- [Фрагмент]:
++++++
Авторы номера исследуют переходы между различными видами искусства, включая адаптацию литературы в кино и видеоигр в другие жанры. В номере обсуждаются современные российские экранизации, переосмысление традиционных форм искусства и феномен "автофикшн" в творчестве его представителей.

Иван ЯнковскийЕсть ты у времени, а не время у тебя

В 2020 году Иван Янковский из молодого и подающего надежды наследника актерской династии превратился чуть ли не в главную звезду большого кино и мини-сериалов. Из «Хандры» да в «Огонь», а затем с головой в «Топи». Зинаида Пронченко встретилась с Иваном Филипповичем и обсудила прошлое, настоящее, будущее.
++++++
Строки из набора данных для указания точек:
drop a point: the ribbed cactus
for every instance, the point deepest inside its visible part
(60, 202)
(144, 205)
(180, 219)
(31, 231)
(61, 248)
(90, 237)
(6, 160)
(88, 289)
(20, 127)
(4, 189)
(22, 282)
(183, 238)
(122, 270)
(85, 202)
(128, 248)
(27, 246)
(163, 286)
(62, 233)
++++++
- [Выполните задания]:
(A) Перепишите записи слово в слово, все строки от первой до последней.
(B) Продолжите текст о номере журнала и беседе с Иваном Янковским, начав сразу после его последнего предложения.

- [Ответы к заданиям]:
(A)
drop a point: the ribbed cactus
for every instance, the point deepest inside its visible part
(60, 202)
(144, 205)
(180, 219)
(31, 231)
(61, 248)
(90, 237)
(6, 160)
(88, 289)
(20, 127)
(4, 189)
(22, 282)
(183, 238)
(122, 270)
(85, 202)
(128, 248)
(27, 246)
(163, 286)
(62, 233)

(B)
— Когда мы разговаривали с тобой последний раз, ты сказал, что тебе пока нечем особо хвастаться, потому что фильмография у тебя, цитирую, — «небольшая и довольно скромного качества». За эти полтора года ты активно снимался — не так активно, конечно, как Петров с Буруновым, но все же. У тебя вышла «Хандра», вышел «Огонь», вышли «Топи», вышло кино про медработников. Есть ощущение, что ты расширяешься, укрепляешься в сознании зрителей и критиков. Я права? 

— Наверное, с вашей точки зрения — зрителей и критиков, все так. Но я бы хотел расширяться не в сознании аудитории, а в экранных амплуа, играть разные вещи. Собственно говоря, то, что ты перечислила, как мне кажется, и есть разное. Не буду скрывать — да, я рад. Как актер я должен выполнять разные задачи.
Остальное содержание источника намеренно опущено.